The Malaysian Ministry of Youth and Sports (), abbreviated KBS, is a ministry of the Government of Malaysia that is responsible for youth, sports, recreation, leisure activities, stadiums, youth development, and youth organisations in the country.

Organisation
 Minister of Youth and Sports
 Deputy Minister of Youth and Sports
 Secretary-General
 Under the Authority of Secretary-General
 National Department of Youth and Sports
 Rakan Muda Development Division
 Youth Development Division
 Sports Development Division
 State Departments of Youth and Sports
 Sports Commissioner Office
 Legal Advisor Office
 Internal Audit Unit
 Registrar of Youth Office
 Corporate Communication Unit
 Integrity Unit
 SEA Games Secretariat
 2050 National Transformation Secretariat
 Anti-Doping Unit
 National Sports Council
 Malaysia Stadium Corporation
 National Sports Institute
 Institute for Youth Research Malaysia
 Deputy Secretary-General (Management)
 Human Resources Management Division
 Information Management Division
 Management Services Division
 Finance Division
 Development Division
 Account Division
 Deputy Secretary-General (Strategic)
 Policy and Strategic Planning Division
 International Relations Division
 Youth Skill Development Division
 IKTBN/IKBN

Federal departments
 National Department of Youth and Sports, or Jabatan Belia dan Sukan Negara (JBSN). (Official site)

Given problem 1: According to the opening sentence of the ministry overview, which areas is the Malaysian Ministry of Youth and Sports responsible for?
Given problem 2: Using the ministry overview, explain what the abbreviation JBSN refers to.
Given problem 3: Go on with the overview of the Malaysian Ministry of Youth and Sports after its last line.
These items have no connection to the ministry overview.

Point placement records
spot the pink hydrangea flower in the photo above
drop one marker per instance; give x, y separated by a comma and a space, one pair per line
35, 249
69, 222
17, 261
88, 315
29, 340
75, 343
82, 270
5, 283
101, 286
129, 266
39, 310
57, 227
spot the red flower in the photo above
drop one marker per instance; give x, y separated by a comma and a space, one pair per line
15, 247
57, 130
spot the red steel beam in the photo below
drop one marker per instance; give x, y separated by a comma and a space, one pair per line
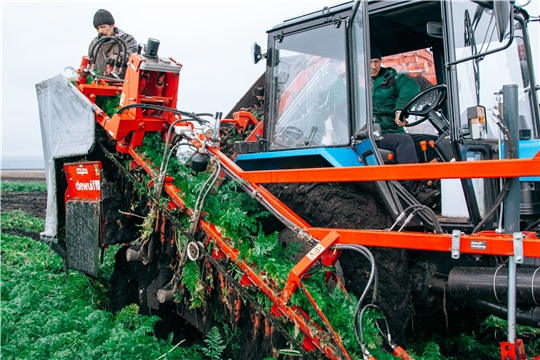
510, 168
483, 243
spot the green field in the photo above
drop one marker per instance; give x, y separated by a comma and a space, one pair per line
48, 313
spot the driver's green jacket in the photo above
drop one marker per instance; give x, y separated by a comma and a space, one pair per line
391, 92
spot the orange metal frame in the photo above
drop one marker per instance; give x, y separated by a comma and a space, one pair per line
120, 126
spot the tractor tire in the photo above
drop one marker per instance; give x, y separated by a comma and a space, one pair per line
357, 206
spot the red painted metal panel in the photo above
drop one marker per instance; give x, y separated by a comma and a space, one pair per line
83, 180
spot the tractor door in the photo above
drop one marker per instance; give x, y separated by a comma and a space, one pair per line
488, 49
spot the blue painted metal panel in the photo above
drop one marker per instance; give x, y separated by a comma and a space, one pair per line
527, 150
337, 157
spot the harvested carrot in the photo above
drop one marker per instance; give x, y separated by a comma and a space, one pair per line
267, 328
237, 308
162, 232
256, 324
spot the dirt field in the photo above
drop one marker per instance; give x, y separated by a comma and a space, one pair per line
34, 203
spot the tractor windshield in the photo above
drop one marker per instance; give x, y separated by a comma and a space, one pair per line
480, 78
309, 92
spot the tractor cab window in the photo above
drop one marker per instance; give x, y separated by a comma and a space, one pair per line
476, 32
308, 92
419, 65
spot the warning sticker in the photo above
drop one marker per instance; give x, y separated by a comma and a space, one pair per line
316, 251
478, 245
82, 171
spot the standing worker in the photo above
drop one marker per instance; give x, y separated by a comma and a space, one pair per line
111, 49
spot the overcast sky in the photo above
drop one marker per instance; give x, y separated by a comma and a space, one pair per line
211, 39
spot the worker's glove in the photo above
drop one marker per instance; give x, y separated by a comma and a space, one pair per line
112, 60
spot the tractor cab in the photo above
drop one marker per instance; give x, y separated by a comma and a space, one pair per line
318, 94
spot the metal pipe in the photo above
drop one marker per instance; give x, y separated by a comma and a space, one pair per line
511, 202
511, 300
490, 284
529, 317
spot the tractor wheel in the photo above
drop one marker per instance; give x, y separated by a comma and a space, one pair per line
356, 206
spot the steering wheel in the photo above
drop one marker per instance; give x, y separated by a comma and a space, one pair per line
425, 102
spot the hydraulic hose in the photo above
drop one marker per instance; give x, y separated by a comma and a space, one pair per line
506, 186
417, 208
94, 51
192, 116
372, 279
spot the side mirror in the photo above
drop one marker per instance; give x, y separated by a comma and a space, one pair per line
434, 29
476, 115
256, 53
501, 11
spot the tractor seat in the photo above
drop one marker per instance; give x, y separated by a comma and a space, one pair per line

Output 1: Youth, sports, recreation, leisure activities, stadiums, youth development, and youth organisations.

Output 2: JBSN stands for Jabatan Belia dan Sukan Negara, which is the National Department of Youth and Sports. The overview lists it under federal departments.

Output 3:
 Malaysia Sports Commissioner Office, or Pejabat Pesuruhjaya Sukan Malaysia (PPS). (Official site)
 Registrar of Youth Office (ROY), or Pejabat Pendaftar Pertubuhan Belia. (Official site)

Federal agencies
 National Sports Council of Malaysia (NSC), or Majlis Sukan Negara Malaysia (MSN). (Official site)
 Malaysia Stadium Corporation, or Perbadanan Stadium Malaysia. (Official site)
 National Sport Institute, or Institut Sukan Negara (ISN). (Official site)
 Institute for Youth Research Malaysia, or Institut Penyelidikan Pembangunan Belia Malaysia (IPPBM). (Official site)
 Youth and Sports Skill Training Institution, or Institusi Latihan Kemahiran Belia dan Sukan (ILKBS). (Official site)
 Youth Parliament of Malaysia, or Parlimen Belia Malaysia. (Official site)
 International Youth Centre, or Pusat Belia Antarabangsa. (Official site)
 National Youth Consultative Council, or Majlis Perundingan Belia Negara (MPBN). (Official site)

Key legislation
The Ministry of Youth and Sports is responsible for administration of several key Acts:
 National Sports Council of Malaysia Act 1971 [Act 29]
 Sports Development Act 1997 [Act 576]
 Youth Societies and Youth Development Act 2007 [Act 668]
 Perbadanan Stadium Malaysia Act 2010 [Act 717]
 National Sports Institute Act 2011 [Act 729]

Policy Priorities of the Government of the Day
 National Youth Policy
 National Sports Policy

Programmes
 Putrajaya Youth Festival
 National Sports Day
 1Malaysia Skilled Youth Program
 e-Youth System
 Malaysian Youth Map Application
 No Reason! Sports For All, Active Malaysia, Towards Active, Healthy, United Malaysia

History
The early formation of the Ministry of Youth and Sports begun in 1953 with the incorporation of the Culture Division under the Department of Public Welfare. At that time, The Culture Division was given the role and responsibility of handling all matters relating to the youth affairs in Malaysia.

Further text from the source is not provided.